» O QUE FAZER
(A) Responda às perguntas abaixo com base no texto sobre povos indígenas isolados:
(i) Em que ano foi criada a unidade do Brasil dedicada às tribos isoladas?
(ii) Quantos grupos isolados vivem no Peru?
(iii) Onde caçam os ayoreos?
(B) Duplique sem alterações a parte do texto sobre povos indígenas isolados que vai de "Alguns consideram os" até "do Chaco paraguaio.", incluindo essas palavras.

» TRECHO DO TEXTO
_____

Quando a agência de assuntos indígenas do Brasil, a FUNAI, lançou um vídeo dos nômades kawahivas, em agosto de 2013, vereadores da cidade local prontamente a acusaram de “plantar” a tribo lá para impedir qua população local explorasse a floresta.
Alguns consideram os povos indígenas isolados como objetos de curiosidade a ser explorados, romantizando-os erroneamente como “relíquias” do nosso passado distante. Apesar de uma longa campanha da Survival International e de organizações locais, alguns operadores turísticos sem escrúpulos ainda organizam “safáris humanos” para que os turistas possam apreciar os recém-contatados jarawas nas Ilhas Andaman, na Índia.
O último grande refúgio da maioria dos povos isolados é a Floresta Amazônica. Aqui, mais de 70 grupos vivem no Brasil e 15 no Peru, além de alguns no Equador, na Bolívia e na Colômbia. Os únicos povos isolados da América do Sul que vivem fora da Bacia Amazônica são os ayoreos, que caçam nas florestas secas do Chaco paraguaio.
Brasil e Peru têm departamentos dedicados a monitorar e proteger tribos isoladas, e uma política de não entrar em contato com eles. A unidade do Brasil foi criada em 1987, quando a FUNAI decidiu terminar suas desastrosas missões de contato forçado. Agora, a agência usa tecnologia de satélite para fazer um melhor monitoramento do paradeiro e do bem-estar dos grupos indígenas isolados, e trabalha com tribos vizinhas e organizações indígenas, que são geralmente as primeiras a relatar contatos esporádicos ou avistamentos. Isto permitiu o mapeamento de vários territórios significativos para uso exclusivo dos povos indígenas isolados, minimizando o risco de contato potencialmente perigoso em terra.

_____

(Dados de ancoragem de objetos em linguagem natural)
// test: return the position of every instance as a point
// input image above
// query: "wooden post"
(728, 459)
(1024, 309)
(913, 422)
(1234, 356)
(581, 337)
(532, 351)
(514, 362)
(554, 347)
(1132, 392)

_____

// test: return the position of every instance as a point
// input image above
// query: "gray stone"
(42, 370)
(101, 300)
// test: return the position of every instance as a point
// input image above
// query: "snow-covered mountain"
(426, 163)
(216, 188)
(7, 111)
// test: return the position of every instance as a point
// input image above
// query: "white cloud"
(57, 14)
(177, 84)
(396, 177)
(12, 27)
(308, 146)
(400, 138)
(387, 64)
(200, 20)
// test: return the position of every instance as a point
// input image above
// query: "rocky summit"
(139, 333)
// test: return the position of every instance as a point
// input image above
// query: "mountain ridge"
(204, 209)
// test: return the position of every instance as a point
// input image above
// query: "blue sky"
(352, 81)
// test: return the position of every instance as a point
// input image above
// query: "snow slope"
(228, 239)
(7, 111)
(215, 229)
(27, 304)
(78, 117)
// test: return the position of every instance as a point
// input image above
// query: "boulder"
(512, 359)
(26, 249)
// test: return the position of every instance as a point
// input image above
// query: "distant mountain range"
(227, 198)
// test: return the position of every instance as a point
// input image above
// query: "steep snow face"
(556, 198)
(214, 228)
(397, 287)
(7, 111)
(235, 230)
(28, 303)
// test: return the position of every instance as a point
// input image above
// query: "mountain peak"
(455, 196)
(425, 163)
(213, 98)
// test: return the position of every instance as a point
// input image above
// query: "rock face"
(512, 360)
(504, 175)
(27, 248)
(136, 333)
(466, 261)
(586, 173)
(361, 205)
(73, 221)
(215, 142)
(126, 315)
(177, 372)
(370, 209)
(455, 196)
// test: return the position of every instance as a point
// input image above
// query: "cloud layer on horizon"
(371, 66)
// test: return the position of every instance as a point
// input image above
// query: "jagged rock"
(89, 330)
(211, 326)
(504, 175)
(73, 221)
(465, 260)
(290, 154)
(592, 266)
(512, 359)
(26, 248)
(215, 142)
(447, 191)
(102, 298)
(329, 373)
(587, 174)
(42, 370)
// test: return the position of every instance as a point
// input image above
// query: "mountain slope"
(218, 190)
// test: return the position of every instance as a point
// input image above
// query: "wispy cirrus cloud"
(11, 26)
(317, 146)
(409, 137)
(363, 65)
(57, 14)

_____

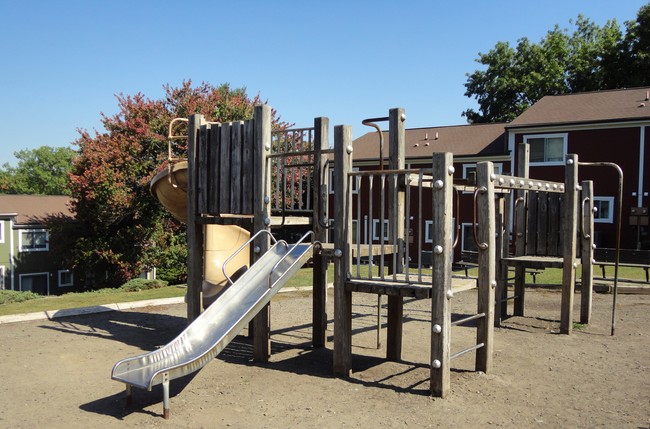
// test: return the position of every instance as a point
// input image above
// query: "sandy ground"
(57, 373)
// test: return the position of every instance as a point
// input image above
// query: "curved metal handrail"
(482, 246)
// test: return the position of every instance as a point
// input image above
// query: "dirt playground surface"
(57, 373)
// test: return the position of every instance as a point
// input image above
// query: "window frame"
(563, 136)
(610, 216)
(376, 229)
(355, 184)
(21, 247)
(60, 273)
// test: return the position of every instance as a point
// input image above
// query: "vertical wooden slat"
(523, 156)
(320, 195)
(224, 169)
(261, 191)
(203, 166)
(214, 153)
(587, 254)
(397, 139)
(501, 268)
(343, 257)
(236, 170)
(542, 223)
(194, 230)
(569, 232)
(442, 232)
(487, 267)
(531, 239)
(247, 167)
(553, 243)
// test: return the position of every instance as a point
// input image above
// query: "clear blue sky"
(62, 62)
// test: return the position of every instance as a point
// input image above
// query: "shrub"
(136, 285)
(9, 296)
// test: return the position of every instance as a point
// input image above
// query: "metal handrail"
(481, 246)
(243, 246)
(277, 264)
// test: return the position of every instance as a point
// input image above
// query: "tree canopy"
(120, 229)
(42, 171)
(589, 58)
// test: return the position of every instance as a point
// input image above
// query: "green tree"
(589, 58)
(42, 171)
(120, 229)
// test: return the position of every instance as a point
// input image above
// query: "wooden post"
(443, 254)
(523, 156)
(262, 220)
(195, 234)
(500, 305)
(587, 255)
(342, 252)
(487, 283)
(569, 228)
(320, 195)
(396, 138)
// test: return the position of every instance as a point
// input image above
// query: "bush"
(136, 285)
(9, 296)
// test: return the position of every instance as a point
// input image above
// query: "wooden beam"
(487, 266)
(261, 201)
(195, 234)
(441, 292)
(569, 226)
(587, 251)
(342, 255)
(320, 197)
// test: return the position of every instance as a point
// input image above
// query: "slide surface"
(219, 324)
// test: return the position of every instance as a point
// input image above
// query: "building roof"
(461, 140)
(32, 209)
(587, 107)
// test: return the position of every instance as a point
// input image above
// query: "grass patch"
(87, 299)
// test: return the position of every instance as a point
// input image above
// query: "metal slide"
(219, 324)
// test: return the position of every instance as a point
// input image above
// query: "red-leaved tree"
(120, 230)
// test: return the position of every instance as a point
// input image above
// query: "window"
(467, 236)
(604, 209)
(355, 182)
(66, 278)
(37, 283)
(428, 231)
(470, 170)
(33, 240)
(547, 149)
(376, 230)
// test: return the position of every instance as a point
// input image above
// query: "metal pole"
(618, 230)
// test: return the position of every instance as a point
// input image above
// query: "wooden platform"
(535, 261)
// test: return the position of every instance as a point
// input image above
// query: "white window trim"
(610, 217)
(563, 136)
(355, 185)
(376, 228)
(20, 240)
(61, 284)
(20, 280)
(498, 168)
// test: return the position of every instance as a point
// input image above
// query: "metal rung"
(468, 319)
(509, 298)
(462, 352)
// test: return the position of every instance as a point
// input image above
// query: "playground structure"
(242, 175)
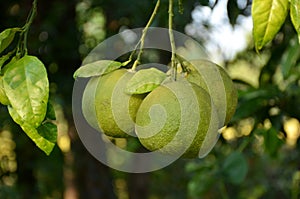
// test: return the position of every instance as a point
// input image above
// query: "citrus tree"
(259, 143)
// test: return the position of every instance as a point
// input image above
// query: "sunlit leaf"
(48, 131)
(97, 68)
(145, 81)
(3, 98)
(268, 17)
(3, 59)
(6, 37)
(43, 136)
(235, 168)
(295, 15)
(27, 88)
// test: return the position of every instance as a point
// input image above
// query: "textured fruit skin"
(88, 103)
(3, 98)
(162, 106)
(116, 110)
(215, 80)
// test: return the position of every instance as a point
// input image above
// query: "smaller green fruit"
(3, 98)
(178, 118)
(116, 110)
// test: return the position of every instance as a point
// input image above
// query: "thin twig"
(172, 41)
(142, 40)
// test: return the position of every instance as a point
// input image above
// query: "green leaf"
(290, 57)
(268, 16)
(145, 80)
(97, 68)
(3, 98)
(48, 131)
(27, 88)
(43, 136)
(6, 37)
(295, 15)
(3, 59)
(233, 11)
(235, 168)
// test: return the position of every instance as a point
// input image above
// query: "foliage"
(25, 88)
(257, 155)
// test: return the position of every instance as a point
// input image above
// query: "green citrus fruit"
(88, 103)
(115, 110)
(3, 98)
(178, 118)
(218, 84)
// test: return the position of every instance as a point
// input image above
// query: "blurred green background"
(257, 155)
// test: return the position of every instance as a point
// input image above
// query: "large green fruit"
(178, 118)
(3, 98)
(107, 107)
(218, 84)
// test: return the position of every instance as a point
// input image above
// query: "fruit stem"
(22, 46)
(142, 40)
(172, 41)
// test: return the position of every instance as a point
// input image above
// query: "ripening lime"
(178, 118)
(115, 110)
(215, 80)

_____

» RESPOSTAS POR TAREFA
(A)
(i) Em 1987.
(ii) 15 grupos.
(iii) Nas florestas secas do Chaco paraguaio.

(B)
Alguns consideram os povos indígenas isolados como objetos de curiosidade a ser explorados, romantizando-os erroneamente como “relíquias” do nosso passado distante. Apesar de uma longa campanha da Survival International e de organizações locais, alguns operadores turísticos sem escrúpulos ainda organizam “safáris humanos” para que os turistas possam apreciar os recém-contatados jarawas nas Ilhas Andaman, na Índia.
O último grande refúgio da maioria dos povos isolados é a Floresta Amazônica. Aqui, mais de 70 grupos vivem no Brasil e 15 no Peru, além de alguns no Equador, na Bolívia e na Colômbia. Os únicos povos isolados da América do Sul que vivem fora da Bacia Amazônica são os ayoreos, que caçam nas florestas secas do Chaco paraguaio.